[PROMPT] Reproduce the entries below word for word, leaving out the pictures.

[Excerpts from point annotation data]
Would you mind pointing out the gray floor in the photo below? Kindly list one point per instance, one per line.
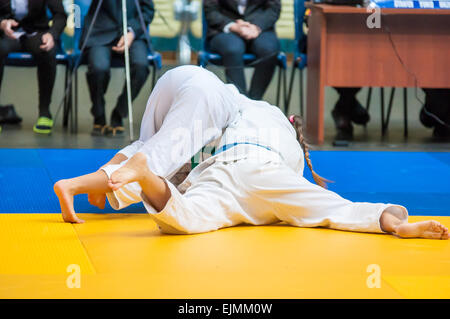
(20, 88)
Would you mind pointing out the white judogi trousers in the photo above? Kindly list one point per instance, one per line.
(245, 184)
(260, 190)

[TASK ANSWER]
Would you mind pointing out the gray floor in the photo below? Kindly list one point per instance, one per line.
(20, 88)
Would you mind pointing out the white judogi trousers in the photo above? Kindly list one point per instance, one per line.
(245, 184)
(260, 190)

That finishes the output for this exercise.